Work instruction 1:
Decide whether each statement agrees with the assembly quality text, and answer yes or no with the deciding words from that text quoted exactly. (a) The Flye assembly has more complete and duplicated BUSCOs than the s288c reference genome. (b) BUSCO was run with the saccharomycetes_odb10 lineage dataset. (c) The Flye contigs were polished with Pilon version 1.22.
Work instruction 2:
Carry the assembly quality text forward from its final sentence.

Text provided:
== Segment start ==

The two assemblies appears as a nice diagonal, suggesting a nice sequence homology and content.
BUSCO analysis of the assembly
BUSCO (version 5.3.2) is traditionally applied to eukaryote assemblies to evaluate the fraction of essential genes present, which is a proxy to assembly completeness.
# BUSCO is installed from a docker image
# from https://busco.ezlab.org/busco_userguide.html#manage-run-parameters-in-config-files
mkdir -p assembly_QC/busco_out
thr=8
sudo docker run -u $(id -u) -v $(pwd):/host_mount -w /host_mount ezlabgva/busco:v5.3.2_cv1 busco \
--augustus \
--augustus_species saccharomyces_cerevisiae_S288C \
--mode genome \
--lineage_dataset saccharomycetes_odb10 \
-o assembly_QC/Flye_busco_out \
-i 100x_Flye_assembly/assembly.fasta \
-c ${thr}
# also run on ref genome
sudo docker run -u $(id -u) -v $(pwd):/host_mount -w /host_mount ezlabgva/busco:v5.3.2_cv1 busco \
--augustus \
--augustus_species saccharomyces_cerevisiae_S288C \
--mode genome \
--lineage_dataset saccharomycetes_odb10 \
-o assembly_QC/ref_busco_out \
-i assembly_QC/s288c.fa \
-c ${thr}
# copy for multi-plot
mkdir -p assembly_QC/busco_plot
cp Flye_busco_out/short_summary.specific.saccharomycetes_odb10.Flye_busco_out.txt \
busco_plot/short_summary.specific.saccharomycetes_odb10.Flye_denovo.txt
cp ref_busco_out/short_summary.specific.saccharomycetes_odb10.ref_busco_out.txt \
busco_plot/short_summary.specific.saccharomycetes_odb10.s288c.txt
# plot
sudo docker run -u $(id -u) -v $PWD:/busco_wd ezlabgva/busco:v5.3.2_cv1 /usr/local/bin/generate_plot.py -wd assembly_QC/busco_plot
BUSCO results for the Flye assembly genome
--------------------------------------------------
|Results from dataset saccharomycetes_odb10 |
--------------------------------------------------
|C:99.4%[S:93.4%,D:6.0%],F:0.0%,M:0.6%,n:2137 |
|2125 Complete BUSCOs (C) |
|1996 Complete and single-copy BUSCOs (S) |
|129 Complete and duplicated BUSCOs (D) |
|0 Fragmented BUSCOs (F) |
|12 Missing BUSCOs (M) |
|2137 Total BUSCO groups searched |
--------------------------------------------------
BUSCO results for the s288c reference genome
--------------------------------------------------
|Results from dataset saccharomycetes_odb10 |
--------------------------------------------------
|C:99.5%[S:97.3%,D:2.2%],F:0.0%,M:0.5%,n:2137 |
|2126 Complete BUSCOs (C) |
|2080 Complete and single-copy BUSCOs (S) |
|46 Complete and duplicated BUSCOs (D) |
|0 Fragmented BUSCOs (F) |
|11 Missing BUSCOs (M) |
|2137 Total BUSCO groups searched |
--------------------------------------------------

The contigs obtained with Flye were further polished with Pilon (version 1.24) Walker et al, 2014.

== Segment end ==

Input data:
== Segment start ==

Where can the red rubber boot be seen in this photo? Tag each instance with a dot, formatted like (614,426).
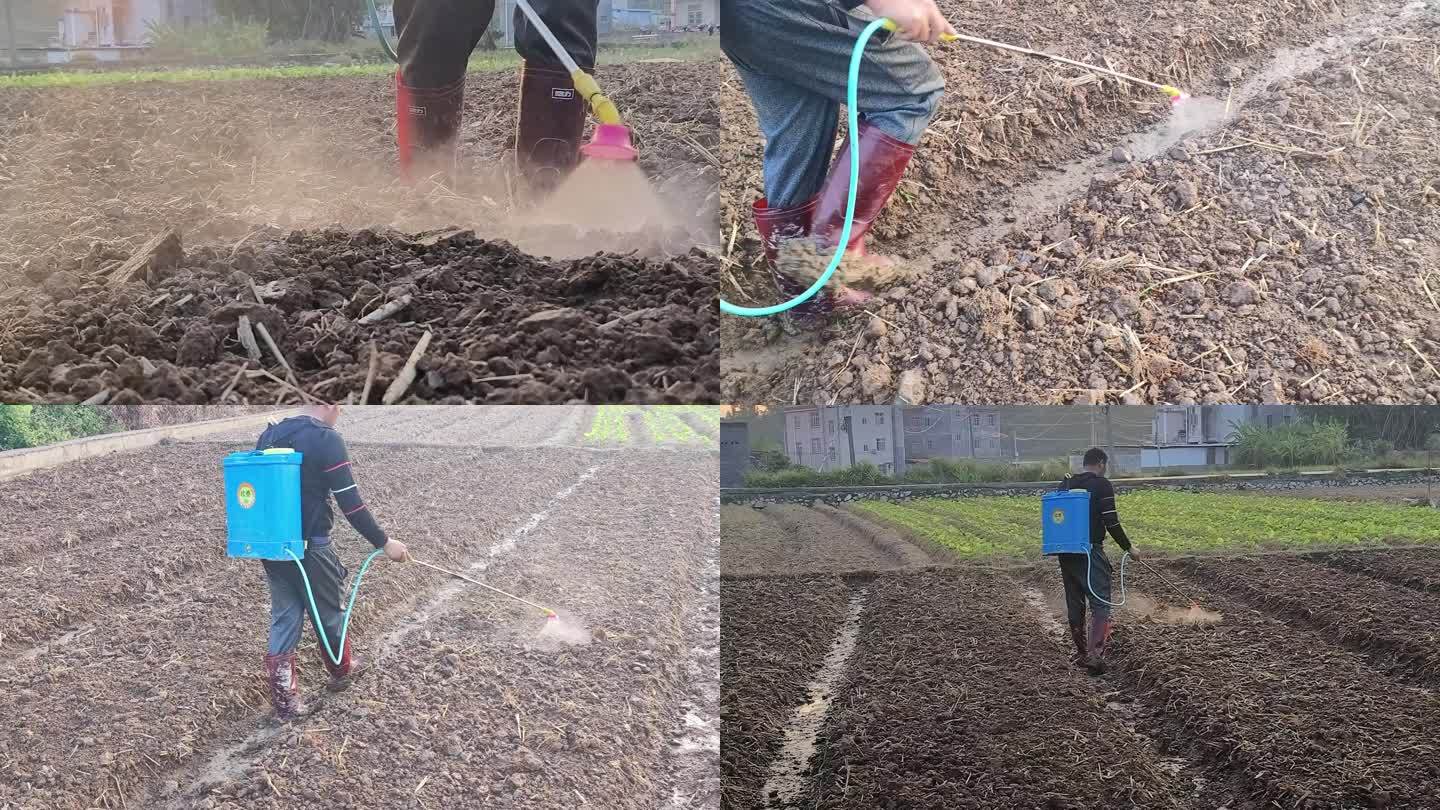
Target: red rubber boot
(552,124)
(882,163)
(346,672)
(426,130)
(282,678)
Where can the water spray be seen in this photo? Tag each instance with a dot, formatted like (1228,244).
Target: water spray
(853,120)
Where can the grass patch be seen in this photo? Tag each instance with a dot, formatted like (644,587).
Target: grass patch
(488,62)
(1164,522)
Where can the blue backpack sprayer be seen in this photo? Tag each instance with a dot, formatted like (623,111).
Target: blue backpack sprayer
(262,522)
(853,120)
(1066,529)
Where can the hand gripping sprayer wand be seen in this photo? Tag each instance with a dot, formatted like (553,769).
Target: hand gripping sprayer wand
(853,120)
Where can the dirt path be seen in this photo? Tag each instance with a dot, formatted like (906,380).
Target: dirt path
(774,637)
(1254,261)
(164,656)
(799,539)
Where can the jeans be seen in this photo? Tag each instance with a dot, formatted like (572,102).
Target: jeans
(1079,595)
(290,604)
(794,56)
(438,36)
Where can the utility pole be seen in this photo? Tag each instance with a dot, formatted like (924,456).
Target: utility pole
(1109,435)
(9,28)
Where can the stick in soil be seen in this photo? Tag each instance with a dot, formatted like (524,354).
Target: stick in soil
(386,310)
(248,339)
(277,352)
(406,376)
(369,376)
(235,381)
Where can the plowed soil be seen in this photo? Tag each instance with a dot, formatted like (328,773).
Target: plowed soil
(1267,244)
(802,539)
(506,327)
(146,689)
(120,163)
(959,692)
(92,173)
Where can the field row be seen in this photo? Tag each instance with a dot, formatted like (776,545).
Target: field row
(654,425)
(1159,521)
(958,692)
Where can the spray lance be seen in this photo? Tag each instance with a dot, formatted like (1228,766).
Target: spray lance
(853,120)
(262,522)
(611,139)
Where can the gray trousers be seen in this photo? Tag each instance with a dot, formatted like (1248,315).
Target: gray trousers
(794,56)
(1077,595)
(437,36)
(290,604)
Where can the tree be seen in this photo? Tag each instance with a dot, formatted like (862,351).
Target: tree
(333,20)
(35,425)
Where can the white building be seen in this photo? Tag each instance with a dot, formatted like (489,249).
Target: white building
(843,435)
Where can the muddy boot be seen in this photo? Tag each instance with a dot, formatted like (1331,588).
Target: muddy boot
(778,225)
(1077,637)
(282,676)
(1099,637)
(882,163)
(346,672)
(426,130)
(552,124)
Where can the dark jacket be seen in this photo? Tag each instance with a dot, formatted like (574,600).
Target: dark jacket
(1103,516)
(324,470)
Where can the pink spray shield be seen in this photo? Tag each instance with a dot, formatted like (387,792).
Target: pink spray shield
(611,141)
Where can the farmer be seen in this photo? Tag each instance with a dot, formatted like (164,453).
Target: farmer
(435,42)
(1073,567)
(326,470)
(794,56)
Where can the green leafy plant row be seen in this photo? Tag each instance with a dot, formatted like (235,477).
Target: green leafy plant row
(1164,521)
(608,425)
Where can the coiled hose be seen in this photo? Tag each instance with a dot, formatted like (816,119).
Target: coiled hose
(354,590)
(853,120)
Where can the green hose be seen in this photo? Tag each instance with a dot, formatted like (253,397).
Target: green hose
(379,32)
(314,613)
(853,118)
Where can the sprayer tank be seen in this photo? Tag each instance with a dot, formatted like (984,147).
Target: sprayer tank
(1064,522)
(262,505)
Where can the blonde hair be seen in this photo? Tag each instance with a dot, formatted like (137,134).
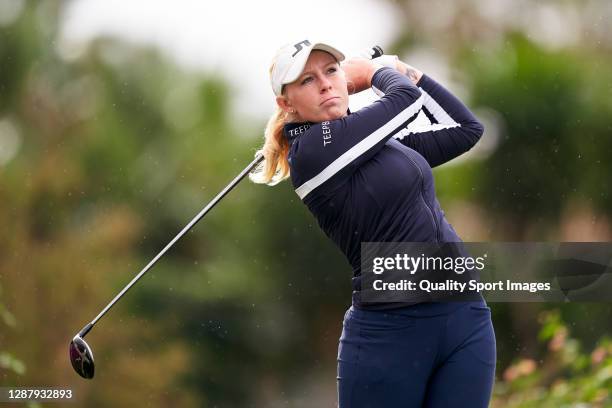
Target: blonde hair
(275,167)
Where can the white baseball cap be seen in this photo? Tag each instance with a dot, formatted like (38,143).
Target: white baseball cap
(289,62)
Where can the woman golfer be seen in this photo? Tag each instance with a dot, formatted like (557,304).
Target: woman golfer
(367,178)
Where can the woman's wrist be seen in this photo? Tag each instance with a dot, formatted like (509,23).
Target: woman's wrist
(411,72)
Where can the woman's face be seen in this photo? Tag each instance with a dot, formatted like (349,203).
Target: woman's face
(319,93)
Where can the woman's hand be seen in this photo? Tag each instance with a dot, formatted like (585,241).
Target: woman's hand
(392,61)
(359,73)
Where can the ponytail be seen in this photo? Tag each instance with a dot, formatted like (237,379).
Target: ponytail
(275,167)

== Segment end ==

Task answer 1:
(a) Yes: "129 Complete and duplicated BUSCOs (D)" for the Flye assembly and "46 Complete and duplicated BUSCOs (D)" for the s288c reference.
(b) Yes: "--lineage_dataset saccharomycetes_odb10"
(c) No: "polished with Pilon (version 1.24)"

Task answer 2:
Note: Although Flye already performs polishing, this extra step introduced a few sequence edits and was performed to comply with state of the art workflows and take advantage from the full sequencing data.
\footnotesize
# pilon installed with conda
# as well as bwa 0.7.17-r1188, sambamba 0.8.2, and samtools 1.15
# install samtools with 'conda install -c conda-forge -c bioconda samtools' to get the right openssl installed
base=$PWD
smpl=SRR18210286
thr=8
thr2=4
outfolder=100x_Flye_assembly_pilon
mkdir -p ${outfolder} && cd ${outfolder}
cp ../100x_Flye_assembly/assembly.fasta flye-asm_${smpl}.fa
bwa index -p flye-asm_${smpl} flye-asm_${smpl}.fa
bwa mem -t ${thr} flye-asm_${smpl} ../reads/SRR18210286_HiFi_gt10k_100x.fq.gz \
| samtools sort -@ ${thr2} -O bam -o align_flye.asm.${smpl}.bam && \
samtools index -@ ${thr2} align_flye.asm.${smpl}.bam
# mark duplicates
sambamba markdup -t ${thr} align_flye.asm.${smpl}.bam align_flye.asm.${smpl}_markdup.bam
# filter high quality mappings for correction
samtools view -@ ${thr2} -b -q 30 align_flye.asm.${smpl}_markdup.bam > align_filter.bam && \
samtools index -@ ${thr2} align_filter.bam
java -Xmx20G -jar $CONDA_PREFIX/share/pilon-1.24-0/pilon.jar \
--genome flye-asm_${smpl}.fa \
--frags align_filter.bam \
--fix snps,indels \
--output flye-polished_${smpl} \
--vcf
cd ${base}
Since denovo assembly contigs bear arbitrary names and often correspond to chromosome fragments (arms), it was decided to scaffold the Flye assemblies using the public Saccharomyces_cerevisiae.R64-1-1 reference as guide and the ragtag tool (version 2.1.0) Alonge et al, 2021.
The obtained scaffolded assemblies bear the official chromosome names where scaffolding succeeded and retain the Flye contig names for non-scaffolded contigs.
# ragtag installed with conda
base=$PWD
smpl=SRR18210286
thr=8
# since busco seem to take two threads per sample
thr2=4
######################
# RagTag scaffolding
######################
outfolder=100x_Flye_assembly_ragtag
mkdir -p ${outfolder} && cd ${outfolder}
cp ../100x_Flye_assembly_pilon/flye-polished_${smpl}.fasta flye-polished_${smpl}.fa
asm=flye-polished_${smpl}.fa
reads=../reads/SRR18210286_HiFi_gt10k_100x.fq.gz
ref=../reference/Sc.R64-1-1.fa
minimappath=$(which minimap2)
# correct
echo "# run ragtag correction for ${smpl}"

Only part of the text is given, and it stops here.